### EXTRACT PROVIDED:
Re: AWS S3 flume source

Posted by Jonathan Natkins <na...@streamsets.com>.

Adding the dev list to the discussion


On Wed, Aug 6, 2014 at 9:37 AM, Jonathan Natkins <na...@streamsets.com>
wrote:

> Ashish, I've put some comments inline.
>
>
> On Tuesday, August 5, 2014, Ashish <pa...@gmail.com> wrote:
>
>> Sharing some random thoughts
>>
>> 1. Download the file using S3 SDK and let the SpoolDirectory
>> implementation take care of rest. Like a Decorator in front of
>> SpoolDirectory
>>
>> This works for the simple case, but I don't think this is an ideal
> solution. My primary concern is that S3's max file size is 5TB, so
> downloading the object to local disk may not be possible.
>
>
>> 2. Use S3 SDK to create InputStream of S3 objects directly in code and
>> create events out of it.
>>
>> Would be great to reuse an existing implementation which is based on
>> InputStream and feed it with S3 object input stream, concern of metadata
>> storage still remains. Most often S3 objects are stored in compressed form,
>> so this source would need to take care of compression gz/avro/others.
>>
>> Best is to start with something that works and then start adding more
>> features to it.
>>
>>
>> On Wed, Aug 6, 2014 at 2:27 AM, Jonathan Natkins <na...@streamsets.com>
>> wrote:
>>
>>> Hi all,
>>>
>>> I started trying to write some code on this, and realized there are a
>>> number of issues that need to be discussed in order to really design this
>>> feature effectively. The requirements that have been discussed thus far are:
>>>
>>> 1. Fetching data from S3 periodically
>>> 2. Fetching data from multiple S3 buckets -- This may be something that
>>> should be punted on until later. For a first implementation, this could be
>>> solved just by having multiple sources, each with a single S3 bucket
>>> 3. Associating an S3 bucket with a user/token/key -- *Otis - can you
>>> clarify what you mean by this?*
>>> 4. Dynamically reconfigure the source -- This is blocked by FLUME-1491,
>>> so I think this is out-of-scope for discussions at the moment
>>>
>>> Some questions I want to try to answer:
>>>
>>> 1. How do we identify and track objects that need to be processed versus
>>> objects that have been processed already?
>>> 1a. What about if we want to have multiple sources working against the
>>> same bucket to speed processing?

### PROVIDED DATA:
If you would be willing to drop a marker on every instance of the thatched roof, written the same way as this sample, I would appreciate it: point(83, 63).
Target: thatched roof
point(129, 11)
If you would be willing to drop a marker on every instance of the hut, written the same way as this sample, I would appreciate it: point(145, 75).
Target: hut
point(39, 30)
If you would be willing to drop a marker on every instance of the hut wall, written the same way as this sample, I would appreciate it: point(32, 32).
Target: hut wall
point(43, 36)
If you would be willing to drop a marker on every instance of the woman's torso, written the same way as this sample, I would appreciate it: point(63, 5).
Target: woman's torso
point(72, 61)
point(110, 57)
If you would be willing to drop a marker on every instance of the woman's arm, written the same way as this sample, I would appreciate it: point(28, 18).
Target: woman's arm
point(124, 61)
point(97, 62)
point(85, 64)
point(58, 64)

### WRITTEN PROBLEM:
Copy the stretch of the S3 flume source thread from "Re: AWS S3 flume" through "some comments inline.", swapping "dev list" for "user list". Use only the S3 flume source thread, not the listing.

### TASK SOLUTION:
Re: AWS S3 flume source

Posted by Jonathan Natkins <na...@streamsets.com>.

Adding the user list to the discussion


On Wed, Aug 6, 2014 at 9:37 AM, Jonathan Natkins <na...@streamsets.com>
wrote:

> Ashish, I've put some comments inline.